■ **PROBLEM TO WORK ON**:
Word for word, output every line of the material below, minus pictures.
_ _ _ _
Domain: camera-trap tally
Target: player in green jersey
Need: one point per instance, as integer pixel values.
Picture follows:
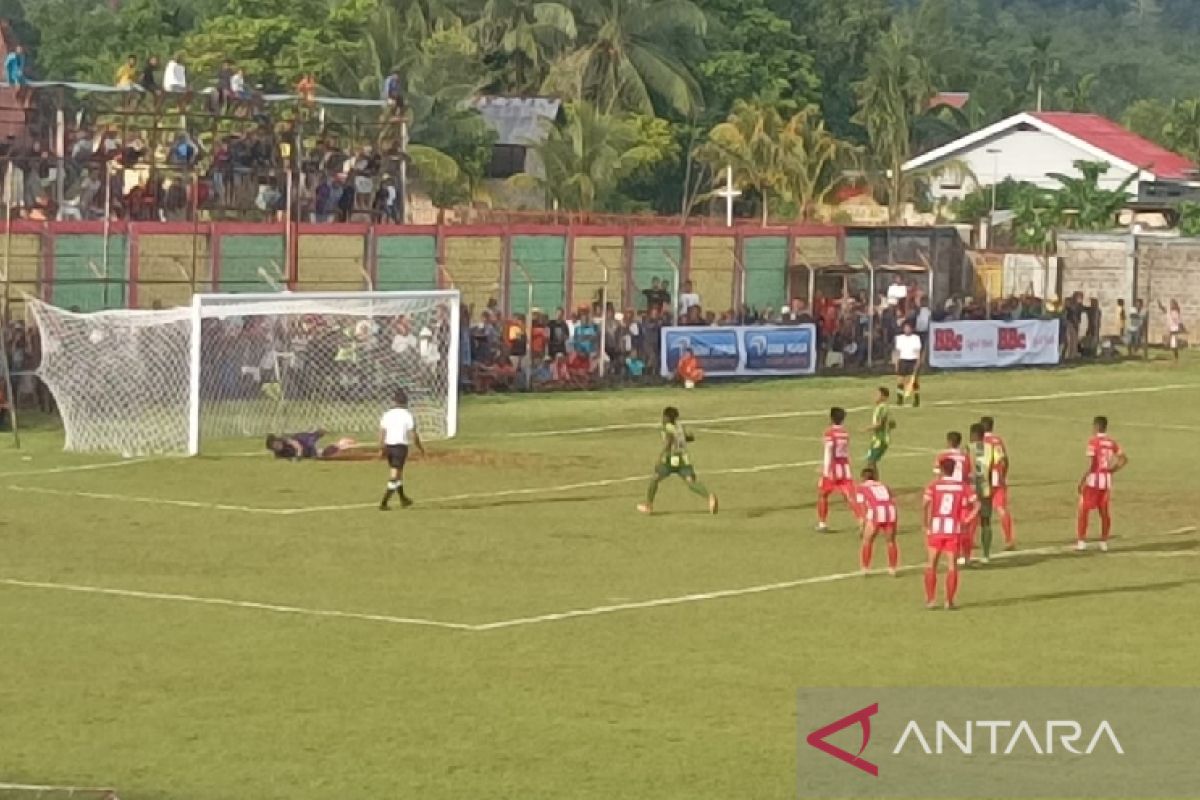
(984, 457)
(881, 429)
(673, 459)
_ _ _ _
■ **ANSWER FOR THE TASK**:
Domain: camera-trap tally
Target: player in green jersey
Need: one point per instance, as integer pixel values.
Picture follows:
(984, 457)
(881, 429)
(673, 459)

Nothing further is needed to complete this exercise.